Hamburg. Rot-Grün reagiert auf die prekäre Lage in Haftanstalten: Bestimmte Verurteilte profitieren von der Entlastungslösung. Die CDU übt Kritik.

  • JVAs in Hamburg sind stark ausgelastet – Justizbehörde will gegensteuern
  • Ersatzfreiheitsstrafen werden vorübergehend ausgesetzt: 30 Häftlinge kommen frei, neue Verurteilte werden nicht mehr inhaftiert
  • Strafen werden nicht aufgehoben, sondern nur aufgeschoben

Die Hamburger Gefängnisse stoßen an ihre Kapazitätsgrenzen: Zum Stichtag 30. September waren 95,8 Prozent der verfügbaren Haftplätze belegt, wie das Abendblatt berichtete. Von insgesamt 2206 Plätzen waren 2113 mit Insassen besetzt. Die Justizbehörde spricht von einer „stark angespannten“ Belegungssituation – ähnlich zu anderen Bundesländern. Auf dieses Problem reagiere die Hamburger Behörde mit mittel- und langfristigen Maßnahmen, wie der Erweiterungen der Kapazitäten im Justizvollzug, sagt Pressesprecher Dennis Sulzmann.

→ **ZIEL DER ÜBUNG**
Beantworten Sie die folgenden Fragen zum Text über die Hamburger Gefängnisse.
1. Welche Partei übt Kritik an der Entlastungslösung?
2. Wie viele Häftlinge kommen durch die Aussetzung der Ersatzfreiheitsstrafen frei?
3. Wie viele der insgesamt 2206 Haftplätze waren zum Stichtag 30. September belegt?

→ **BEREITGESTELLTE DATENSÄTZE**
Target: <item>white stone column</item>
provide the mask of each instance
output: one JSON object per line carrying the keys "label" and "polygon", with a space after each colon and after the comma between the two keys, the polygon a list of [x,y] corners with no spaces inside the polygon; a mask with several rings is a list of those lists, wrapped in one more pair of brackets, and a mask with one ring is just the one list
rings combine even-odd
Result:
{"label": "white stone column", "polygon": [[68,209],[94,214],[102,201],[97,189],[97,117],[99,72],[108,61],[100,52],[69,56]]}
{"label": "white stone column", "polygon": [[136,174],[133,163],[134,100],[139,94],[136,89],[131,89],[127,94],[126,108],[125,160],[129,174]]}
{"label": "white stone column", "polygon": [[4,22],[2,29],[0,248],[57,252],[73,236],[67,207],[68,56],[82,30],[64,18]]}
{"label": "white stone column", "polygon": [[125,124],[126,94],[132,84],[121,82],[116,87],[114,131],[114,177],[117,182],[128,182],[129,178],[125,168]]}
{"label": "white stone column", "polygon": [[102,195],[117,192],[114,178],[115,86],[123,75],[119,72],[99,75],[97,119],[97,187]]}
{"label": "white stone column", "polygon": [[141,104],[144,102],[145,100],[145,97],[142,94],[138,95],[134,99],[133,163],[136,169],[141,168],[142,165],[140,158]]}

...

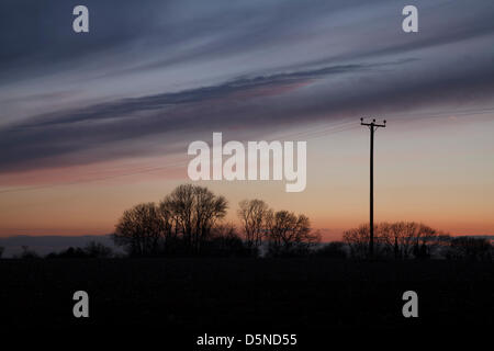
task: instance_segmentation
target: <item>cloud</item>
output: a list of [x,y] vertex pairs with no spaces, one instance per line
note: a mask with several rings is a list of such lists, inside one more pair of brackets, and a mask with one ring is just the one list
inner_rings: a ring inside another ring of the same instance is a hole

→ **LÖSUNG**
1. Die CDU.
2. 30 Häftlinge.
3. 2113 Plätze.